Baseline of performance tests should be the last metric in/decrease rather than HEAD^ to counter drift
The recent drama with performance test flukes (!2192 (comment 245745) and d46a72e1) started when we decreased the threshold of a couple of performance tests (!1983 (closed)) from 10% (mostly) to 1% (mostly). While the goal is honorable, I find it problematic for two reasons
- We get mentioned CI flukes, fueling a distrust in CI performance tests and at best leading to a lot of
Metric Increase
/Metric Decrease
noise like d46a72e1, at worst to accepting performance regressions which were actually caused by a bug in the code. - It doesn't counter performance drift, it just lessens the effects. Put plainly: 40 consecutive commits with a 0.5% increase will lead to a silent >20% drift regardless.
While weeping on the shoulder of @matheus23 today after telling him about my experience, he came up with a great idea: To counter drift, performance tests should use the commit with the last metric increase for a test as a baseline, rather than HEAD^
(ultimately defaulting to the last GHC release). This is much more effective, even if we pick a threshold that isn't susceptible to CI flukes (1.), like 5%. Even with a 10% threshold, the 20% drift scenario can be ruled out.
CC'ing @mpickering, @AndreasK, @bgamari, @alp, @osa1

→ What you will do
A. In the performance-test baseline proposal, what should a performance test use as its baseline instead of HEAD^?
B. Please set down the stretch of the performance-test baseline proposal from "While weeping on" through "be ruled out.".

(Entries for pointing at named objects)
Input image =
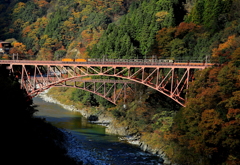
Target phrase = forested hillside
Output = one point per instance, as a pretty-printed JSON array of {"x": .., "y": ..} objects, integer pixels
[{"x": 207, "y": 131}]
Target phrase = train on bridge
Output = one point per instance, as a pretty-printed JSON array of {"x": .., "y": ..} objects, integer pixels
[
  {"x": 5, "y": 47},
  {"x": 134, "y": 61}
]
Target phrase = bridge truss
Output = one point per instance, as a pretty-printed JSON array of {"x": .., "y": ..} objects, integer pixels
[{"x": 169, "y": 79}]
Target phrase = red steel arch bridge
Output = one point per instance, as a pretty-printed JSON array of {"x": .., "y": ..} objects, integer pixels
[{"x": 168, "y": 78}]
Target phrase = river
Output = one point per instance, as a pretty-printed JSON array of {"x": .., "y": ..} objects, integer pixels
[{"x": 91, "y": 138}]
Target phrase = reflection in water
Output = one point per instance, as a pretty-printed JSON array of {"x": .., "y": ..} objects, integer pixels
[{"x": 93, "y": 137}]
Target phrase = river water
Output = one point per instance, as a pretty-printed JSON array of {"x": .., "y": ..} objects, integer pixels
[{"x": 104, "y": 148}]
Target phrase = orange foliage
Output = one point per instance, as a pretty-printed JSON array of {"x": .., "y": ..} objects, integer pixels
[
  {"x": 40, "y": 3},
  {"x": 230, "y": 43}
]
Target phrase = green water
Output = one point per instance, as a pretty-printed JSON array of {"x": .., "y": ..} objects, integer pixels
[{"x": 93, "y": 137}]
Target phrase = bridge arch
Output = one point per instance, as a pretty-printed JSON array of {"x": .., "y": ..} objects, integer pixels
[{"x": 169, "y": 79}]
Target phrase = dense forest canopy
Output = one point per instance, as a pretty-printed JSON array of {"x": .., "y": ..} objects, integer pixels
[{"x": 207, "y": 131}]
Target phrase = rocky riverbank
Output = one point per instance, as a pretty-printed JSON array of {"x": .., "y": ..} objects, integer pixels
[{"x": 123, "y": 132}]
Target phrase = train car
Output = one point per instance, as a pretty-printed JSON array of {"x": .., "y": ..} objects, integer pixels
[
  {"x": 5, "y": 47},
  {"x": 67, "y": 60}
]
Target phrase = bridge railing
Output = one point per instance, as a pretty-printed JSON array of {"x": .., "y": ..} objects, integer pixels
[{"x": 114, "y": 61}]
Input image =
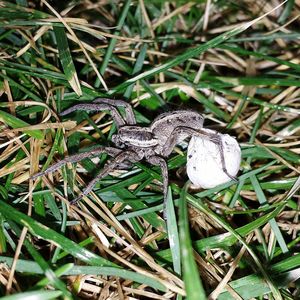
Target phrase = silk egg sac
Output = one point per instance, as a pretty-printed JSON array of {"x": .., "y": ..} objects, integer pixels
[{"x": 204, "y": 167}]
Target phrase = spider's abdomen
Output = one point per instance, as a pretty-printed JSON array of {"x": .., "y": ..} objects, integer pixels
[{"x": 136, "y": 136}]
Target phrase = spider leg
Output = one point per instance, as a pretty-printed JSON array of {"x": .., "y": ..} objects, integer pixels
[
  {"x": 159, "y": 161},
  {"x": 121, "y": 157},
  {"x": 97, "y": 107},
  {"x": 174, "y": 138},
  {"x": 129, "y": 118},
  {"x": 78, "y": 157}
]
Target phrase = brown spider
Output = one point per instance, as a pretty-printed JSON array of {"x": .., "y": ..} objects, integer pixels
[{"x": 135, "y": 143}]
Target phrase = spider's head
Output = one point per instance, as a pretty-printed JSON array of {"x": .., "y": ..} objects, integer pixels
[{"x": 116, "y": 139}]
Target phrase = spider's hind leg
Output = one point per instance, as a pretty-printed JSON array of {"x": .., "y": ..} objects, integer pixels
[
  {"x": 109, "y": 167},
  {"x": 159, "y": 161}
]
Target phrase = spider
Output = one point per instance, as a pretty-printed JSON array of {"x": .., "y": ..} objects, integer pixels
[{"x": 135, "y": 143}]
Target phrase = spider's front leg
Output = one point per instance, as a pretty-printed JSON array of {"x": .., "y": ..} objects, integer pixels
[
  {"x": 78, "y": 157},
  {"x": 119, "y": 121},
  {"x": 159, "y": 161},
  {"x": 129, "y": 117},
  {"x": 109, "y": 167}
]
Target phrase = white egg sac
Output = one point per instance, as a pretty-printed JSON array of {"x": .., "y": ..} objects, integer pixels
[{"x": 204, "y": 167}]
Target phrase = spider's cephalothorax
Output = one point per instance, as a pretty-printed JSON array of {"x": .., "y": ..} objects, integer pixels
[{"x": 134, "y": 143}]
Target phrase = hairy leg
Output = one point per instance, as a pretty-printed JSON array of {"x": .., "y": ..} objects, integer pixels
[
  {"x": 129, "y": 118},
  {"x": 97, "y": 107},
  {"x": 109, "y": 167},
  {"x": 159, "y": 161},
  {"x": 173, "y": 139},
  {"x": 78, "y": 157}
]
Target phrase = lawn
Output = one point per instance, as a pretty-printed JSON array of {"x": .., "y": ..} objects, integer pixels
[{"x": 235, "y": 62}]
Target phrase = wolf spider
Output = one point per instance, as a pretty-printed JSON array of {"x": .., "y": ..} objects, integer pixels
[{"x": 135, "y": 143}]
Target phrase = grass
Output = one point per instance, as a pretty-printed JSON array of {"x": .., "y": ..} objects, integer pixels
[{"x": 234, "y": 61}]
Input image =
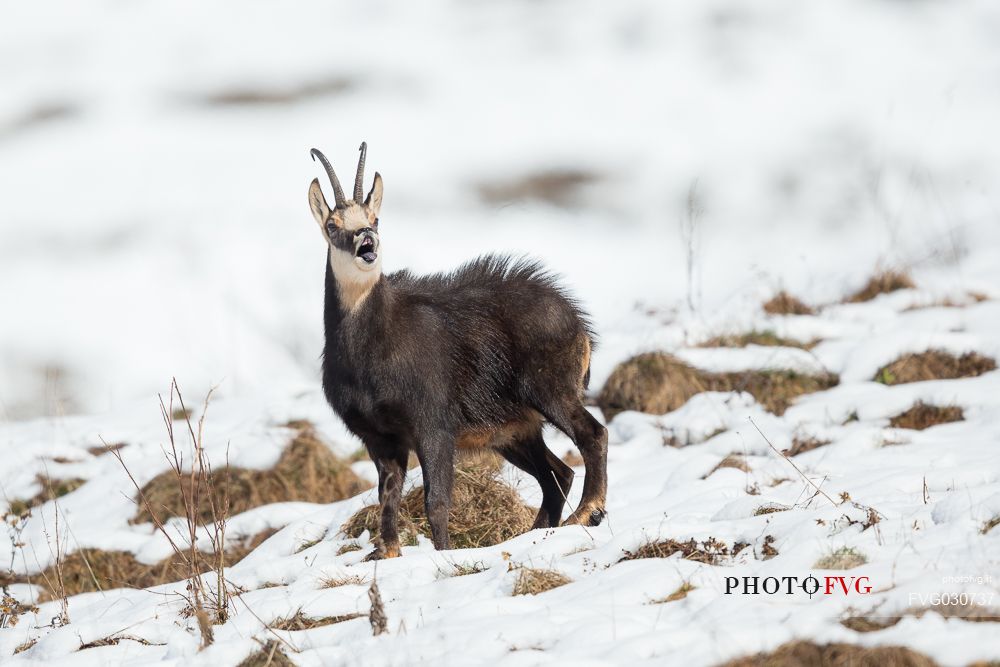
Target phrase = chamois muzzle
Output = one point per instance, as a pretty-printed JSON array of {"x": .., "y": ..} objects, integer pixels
[{"x": 367, "y": 245}]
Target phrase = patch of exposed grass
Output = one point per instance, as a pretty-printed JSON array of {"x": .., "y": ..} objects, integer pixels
[
  {"x": 806, "y": 653},
  {"x": 784, "y": 303},
  {"x": 766, "y": 338},
  {"x": 883, "y": 282},
  {"x": 678, "y": 594},
  {"x": 770, "y": 508},
  {"x": 968, "y": 612},
  {"x": 101, "y": 450},
  {"x": 307, "y": 471},
  {"x": 342, "y": 580},
  {"x": 532, "y": 581},
  {"x": 558, "y": 187},
  {"x": 657, "y": 383},
  {"x": 484, "y": 511},
  {"x": 709, "y": 551},
  {"x": 270, "y": 655},
  {"x": 737, "y": 461},
  {"x": 50, "y": 489},
  {"x": 88, "y": 570},
  {"x": 934, "y": 365},
  {"x": 844, "y": 558},
  {"x": 922, "y": 416},
  {"x": 299, "y": 621}
]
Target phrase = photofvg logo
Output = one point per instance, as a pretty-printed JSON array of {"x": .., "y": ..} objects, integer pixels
[{"x": 811, "y": 585}]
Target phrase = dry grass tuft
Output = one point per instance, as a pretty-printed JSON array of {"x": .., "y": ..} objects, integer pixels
[
  {"x": 710, "y": 551},
  {"x": 345, "y": 580},
  {"x": 732, "y": 461},
  {"x": 657, "y": 383},
  {"x": 307, "y": 471},
  {"x": 50, "y": 490},
  {"x": 766, "y": 338},
  {"x": 968, "y": 612},
  {"x": 922, "y": 416},
  {"x": 89, "y": 570},
  {"x": 934, "y": 365},
  {"x": 270, "y": 655},
  {"x": 101, "y": 450},
  {"x": 484, "y": 511},
  {"x": 802, "y": 444},
  {"x": 532, "y": 581},
  {"x": 883, "y": 282},
  {"x": 784, "y": 303},
  {"x": 844, "y": 558},
  {"x": 300, "y": 621},
  {"x": 679, "y": 594},
  {"x": 805, "y": 653}
]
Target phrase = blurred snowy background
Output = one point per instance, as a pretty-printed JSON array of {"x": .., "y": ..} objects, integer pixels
[{"x": 673, "y": 156}]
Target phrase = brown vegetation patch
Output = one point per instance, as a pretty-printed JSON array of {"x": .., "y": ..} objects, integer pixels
[
  {"x": 922, "y": 416},
  {"x": 300, "y": 621},
  {"x": 307, "y": 471},
  {"x": 844, "y": 558},
  {"x": 657, "y": 383},
  {"x": 765, "y": 338},
  {"x": 89, "y": 570},
  {"x": 802, "y": 444},
  {"x": 784, "y": 303},
  {"x": 710, "y": 551},
  {"x": 101, "y": 450},
  {"x": 679, "y": 594},
  {"x": 484, "y": 511},
  {"x": 243, "y": 97},
  {"x": 532, "y": 581},
  {"x": 558, "y": 187},
  {"x": 808, "y": 654},
  {"x": 934, "y": 365},
  {"x": 270, "y": 655},
  {"x": 883, "y": 282},
  {"x": 967, "y": 612},
  {"x": 50, "y": 490}
]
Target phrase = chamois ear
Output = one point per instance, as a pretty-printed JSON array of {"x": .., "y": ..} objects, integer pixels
[
  {"x": 374, "y": 200},
  {"x": 318, "y": 205}
]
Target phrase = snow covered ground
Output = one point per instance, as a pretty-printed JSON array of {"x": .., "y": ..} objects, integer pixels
[{"x": 153, "y": 223}]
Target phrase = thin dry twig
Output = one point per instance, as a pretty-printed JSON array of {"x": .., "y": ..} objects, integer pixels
[{"x": 792, "y": 463}]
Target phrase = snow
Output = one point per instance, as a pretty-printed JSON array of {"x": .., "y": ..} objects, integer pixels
[{"x": 147, "y": 234}]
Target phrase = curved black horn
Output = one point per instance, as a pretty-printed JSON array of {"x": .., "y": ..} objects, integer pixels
[
  {"x": 359, "y": 180},
  {"x": 338, "y": 192}
]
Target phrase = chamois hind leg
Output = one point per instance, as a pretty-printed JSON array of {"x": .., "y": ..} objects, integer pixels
[
  {"x": 530, "y": 454},
  {"x": 391, "y": 474},
  {"x": 437, "y": 461},
  {"x": 591, "y": 438}
]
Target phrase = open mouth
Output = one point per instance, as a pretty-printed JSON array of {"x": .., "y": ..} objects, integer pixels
[{"x": 366, "y": 250}]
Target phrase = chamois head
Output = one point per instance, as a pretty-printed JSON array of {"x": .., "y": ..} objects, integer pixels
[{"x": 350, "y": 228}]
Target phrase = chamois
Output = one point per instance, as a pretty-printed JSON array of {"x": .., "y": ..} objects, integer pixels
[{"x": 480, "y": 357}]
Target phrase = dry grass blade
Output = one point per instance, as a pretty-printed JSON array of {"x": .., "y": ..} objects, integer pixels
[
  {"x": 532, "y": 581},
  {"x": 709, "y": 551}
]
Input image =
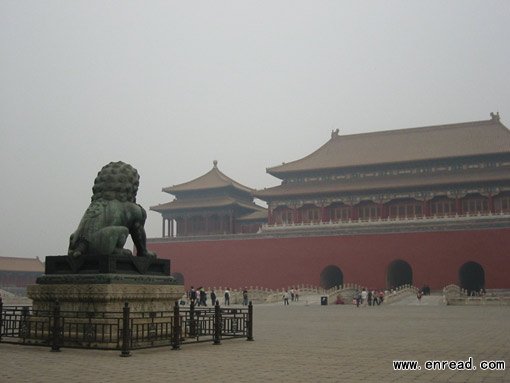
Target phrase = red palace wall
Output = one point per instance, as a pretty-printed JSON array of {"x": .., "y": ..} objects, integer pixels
[{"x": 435, "y": 258}]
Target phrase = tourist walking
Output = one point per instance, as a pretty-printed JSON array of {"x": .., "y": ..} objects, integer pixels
[
  {"x": 285, "y": 298},
  {"x": 245, "y": 296},
  {"x": 226, "y": 296}
]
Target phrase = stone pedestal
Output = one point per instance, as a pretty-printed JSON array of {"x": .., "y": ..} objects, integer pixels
[{"x": 105, "y": 292}]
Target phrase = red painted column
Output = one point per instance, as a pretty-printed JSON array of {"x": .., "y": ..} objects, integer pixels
[
  {"x": 425, "y": 208},
  {"x": 382, "y": 211}
]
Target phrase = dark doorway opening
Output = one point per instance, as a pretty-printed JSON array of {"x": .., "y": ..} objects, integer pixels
[
  {"x": 399, "y": 274},
  {"x": 331, "y": 276},
  {"x": 472, "y": 277}
]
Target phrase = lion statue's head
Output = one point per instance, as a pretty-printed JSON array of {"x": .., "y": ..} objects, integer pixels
[
  {"x": 117, "y": 180},
  {"x": 112, "y": 215}
]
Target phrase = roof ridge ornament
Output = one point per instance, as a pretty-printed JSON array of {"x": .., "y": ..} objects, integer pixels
[{"x": 495, "y": 116}]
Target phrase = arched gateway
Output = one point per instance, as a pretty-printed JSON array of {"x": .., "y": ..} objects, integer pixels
[
  {"x": 331, "y": 276},
  {"x": 399, "y": 273},
  {"x": 471, "y": 277}
]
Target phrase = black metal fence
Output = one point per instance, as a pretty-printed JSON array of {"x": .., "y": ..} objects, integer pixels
[{"x": 124, "y": 330}]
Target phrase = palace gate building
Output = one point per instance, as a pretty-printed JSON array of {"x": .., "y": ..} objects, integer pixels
[{"x": 425, "y": 206}]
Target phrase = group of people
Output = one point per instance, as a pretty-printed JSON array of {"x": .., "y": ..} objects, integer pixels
[
  {"x": 368, "y": 297},
  {"x": 199, "y": 297},
  {"x": 292, "y": 295}
]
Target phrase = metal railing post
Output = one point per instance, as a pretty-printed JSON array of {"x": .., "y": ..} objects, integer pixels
[
  {"x": 1, "y": 317},
  {"x": 192, "y": 327},
  {"x": 125, "y": 331},
  {"x": 217, "y": 324},
  {"x": 55, "y": 343},
  {"x": 176, "y": 328},
  {"x": 249, "y": 324}
]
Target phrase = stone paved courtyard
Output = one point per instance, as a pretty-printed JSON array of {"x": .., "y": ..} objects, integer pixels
[{"x": 297, "y": 343}]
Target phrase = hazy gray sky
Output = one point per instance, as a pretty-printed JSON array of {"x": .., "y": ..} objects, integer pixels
[{"x": 170, "y": 86}]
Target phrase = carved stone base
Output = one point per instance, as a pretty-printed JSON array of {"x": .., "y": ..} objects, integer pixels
[{"x": 105, "y": 293}]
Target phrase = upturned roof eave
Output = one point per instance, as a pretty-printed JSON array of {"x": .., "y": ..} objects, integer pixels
[{"x": 283, "y": 174}]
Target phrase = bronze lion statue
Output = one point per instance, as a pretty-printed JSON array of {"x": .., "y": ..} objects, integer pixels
[{"x": 112, "y": 215}]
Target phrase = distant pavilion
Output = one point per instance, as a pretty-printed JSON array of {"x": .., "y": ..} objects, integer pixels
[{"x": 212, "y": 204}]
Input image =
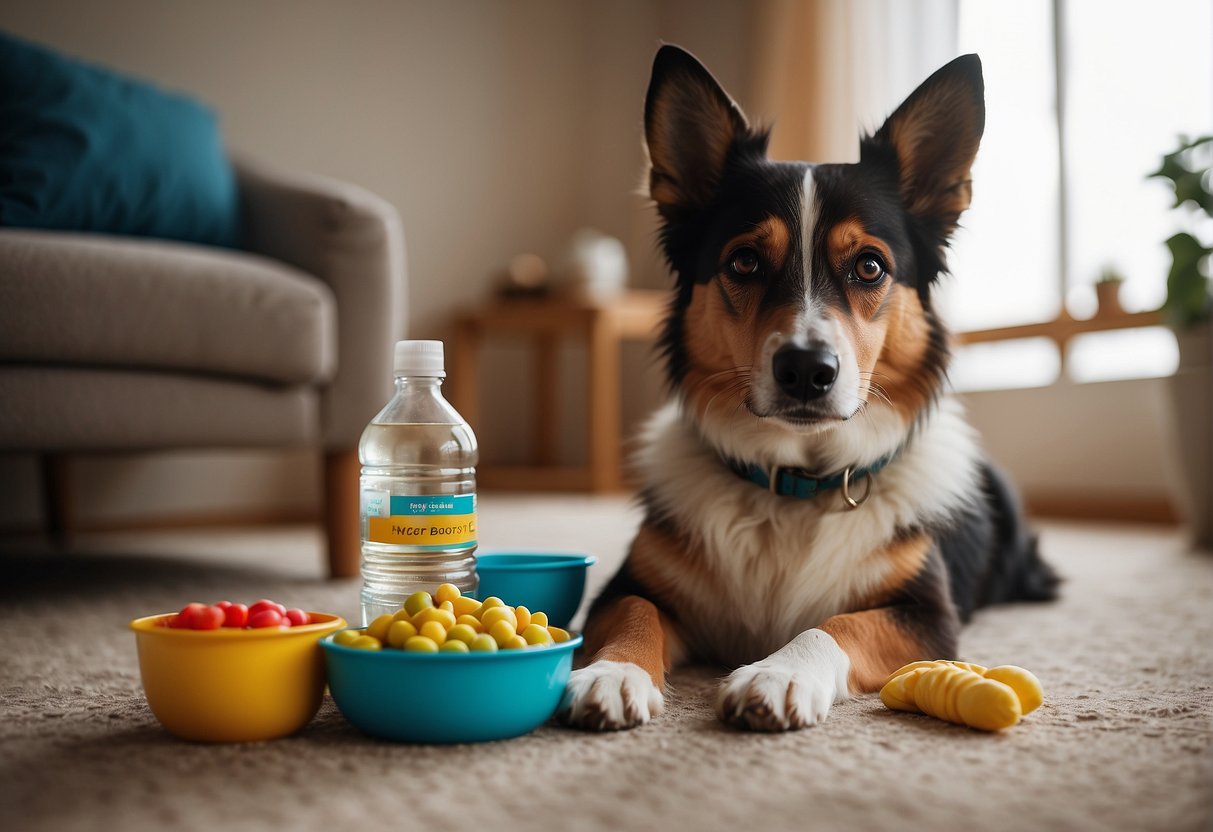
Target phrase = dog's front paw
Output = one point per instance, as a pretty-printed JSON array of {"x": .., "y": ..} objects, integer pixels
[
  {"x": 609, "y": 695},
  {"x": 772, "y": 697}
]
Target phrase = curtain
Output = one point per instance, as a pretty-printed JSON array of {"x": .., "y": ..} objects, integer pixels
[{"x": 826, "y": 69}]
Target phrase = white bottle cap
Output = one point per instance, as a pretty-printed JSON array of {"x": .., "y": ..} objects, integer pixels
[{"x": 420, "y": 358}]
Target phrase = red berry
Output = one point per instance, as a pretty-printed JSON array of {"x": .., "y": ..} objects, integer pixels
[
  {"x": 266, "y": 604},
  {"x": 235, "y": 615},
  {"x": 265, "y": 617},
  {"x": 188, "y": 615},
  {"x": 297, "y": 617},
  {"x": 209, "y": 617}
]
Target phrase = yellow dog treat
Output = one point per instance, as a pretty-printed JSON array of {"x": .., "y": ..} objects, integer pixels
[
  {"x": 964, "y": 694},
  {"x": 451, "y": 622}
]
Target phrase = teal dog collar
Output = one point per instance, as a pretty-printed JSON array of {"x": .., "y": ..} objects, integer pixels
[{"x": 790, "y": 482}]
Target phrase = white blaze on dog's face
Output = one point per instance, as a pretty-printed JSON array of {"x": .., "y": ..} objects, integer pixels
[{"x": 803, "y": 289}]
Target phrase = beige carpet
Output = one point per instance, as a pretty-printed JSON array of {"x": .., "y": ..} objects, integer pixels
[{"x": 1122, "y": 742}]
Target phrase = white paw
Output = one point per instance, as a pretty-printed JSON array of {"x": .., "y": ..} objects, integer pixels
[
  {"x": 790, "y": 689},
  {"x": 610, "y": 695}
]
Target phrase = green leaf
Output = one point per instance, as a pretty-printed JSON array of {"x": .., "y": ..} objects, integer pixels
[
  {"x": 1188, "y": 289},
  {"x": 1186, "y": 175}
]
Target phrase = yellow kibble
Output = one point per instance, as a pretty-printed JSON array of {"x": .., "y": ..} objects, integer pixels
[
  {"x": 536, "y": 634},
  {"x": 465, "y": 605},
  {"x": 898, "y": 691},
  {"x": 987, "y": 705},
  {"x": 346, "y": 636},
  {"x": 484, "y": 643},
  {"x": 963, "y": 693},
  {"x": 433, "y": 631},
  {"x": 399, "y": 633},
  {"x": 495, "y": 614},
  {"x": 417, "y": 602},
  {"x": 421, "y": 644},
  {"x": 488, "y": 604},
  {"x": 502, "y": 632},
  {"x": 379, "y": 627},
  {"x": 461, "y": 633},
  {"x": 471, "y": 621},
  {"x": 1026, "y": 687},
  {"x": 445, "y": 617},
  {"x": 446, "y": 592}
]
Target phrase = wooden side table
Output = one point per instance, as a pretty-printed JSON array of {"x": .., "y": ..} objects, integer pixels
[{"x": 603, "y": 326}]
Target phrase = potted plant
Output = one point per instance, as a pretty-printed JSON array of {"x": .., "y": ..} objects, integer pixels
[
  {"x": 1108, "y": 291},
  {"x": 1188, "y": 309}
]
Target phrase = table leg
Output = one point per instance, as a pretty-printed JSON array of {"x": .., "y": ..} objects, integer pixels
[
  {"x": 547, "y": 398},
  {"x": 604, "y": 417}
]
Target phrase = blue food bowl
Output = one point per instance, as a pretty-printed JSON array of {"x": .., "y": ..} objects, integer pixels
[
  {"x": 553, "y": 583},
  {"x": 445, "y": 697}
]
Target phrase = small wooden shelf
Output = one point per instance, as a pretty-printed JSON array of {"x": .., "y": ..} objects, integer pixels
[
  {"x": 603, "y": 325},
  {"x": 1064, "y": 328}
]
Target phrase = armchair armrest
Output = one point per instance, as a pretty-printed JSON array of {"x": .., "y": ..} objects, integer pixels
[{"x": 352, "y": 240}]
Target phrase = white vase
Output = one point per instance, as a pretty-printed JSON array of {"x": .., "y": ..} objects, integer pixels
[{"x": 1191, "y": 404}]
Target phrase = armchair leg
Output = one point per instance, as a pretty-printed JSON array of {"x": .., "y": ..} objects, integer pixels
[
  {"x": 57, "y": 499},
  {"x": 341, "y": 507}
]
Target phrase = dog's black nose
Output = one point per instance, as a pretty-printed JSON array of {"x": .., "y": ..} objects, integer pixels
[{"x": 804, "y": 374}]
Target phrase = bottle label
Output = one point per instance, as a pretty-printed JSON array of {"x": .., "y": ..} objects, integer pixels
[{"x": 425, "y": 522}]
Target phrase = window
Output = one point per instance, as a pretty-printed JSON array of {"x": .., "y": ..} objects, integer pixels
[{"x": 1083, "y": 100}]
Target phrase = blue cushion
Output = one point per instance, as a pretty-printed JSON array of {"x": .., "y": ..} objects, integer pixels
[{"x": 83, "y": 148}]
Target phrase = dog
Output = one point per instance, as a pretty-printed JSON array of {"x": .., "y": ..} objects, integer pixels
[{"x": 818, "y": 511}]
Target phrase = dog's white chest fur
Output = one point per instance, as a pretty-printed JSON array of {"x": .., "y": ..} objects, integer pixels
[{"x": 780, "y": 565}]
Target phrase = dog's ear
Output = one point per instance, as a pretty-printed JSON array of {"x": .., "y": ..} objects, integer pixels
[
  {"x": 690, "y": 123},
  {"x": 934, "y": 135}
]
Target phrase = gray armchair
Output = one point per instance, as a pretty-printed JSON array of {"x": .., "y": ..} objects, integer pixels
[{"x": 114, "y": 343}]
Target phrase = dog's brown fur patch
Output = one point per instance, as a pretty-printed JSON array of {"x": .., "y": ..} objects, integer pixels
[
  {"x": 876, "y": 644},
  {"x": 631, "y": 630},
  {"x": 898, "y": 372}
]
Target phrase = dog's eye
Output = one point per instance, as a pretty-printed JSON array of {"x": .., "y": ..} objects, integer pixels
[
  {"x": 869, "y": 268},
  {"x": 744, "y": 262}
]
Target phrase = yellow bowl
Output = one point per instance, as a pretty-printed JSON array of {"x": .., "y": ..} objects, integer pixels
[{"x": 233, "y": 685}]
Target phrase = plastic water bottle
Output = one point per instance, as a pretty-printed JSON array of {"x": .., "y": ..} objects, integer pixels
[{"x": 417, "y": 488}]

→ Solutions to each task
A. The commit with the last metric increase for that test, ultimately defaulting to the last GHC release.

B.
While weeping on the shoulder of @matheus23 today after telling him about my experience, he came up with a great idea: To counter drift, performance tests should use the commit with the last metric increase for a test as a baseline, rather than HEAD^
(ultimately defaulting to the last GHC release). This is much more effective, even if we pick a threshold that isn't susceptible to CI flukes (1.), like 5%. Even with a 10% threshold, the 20% drift scenario can be ruled out.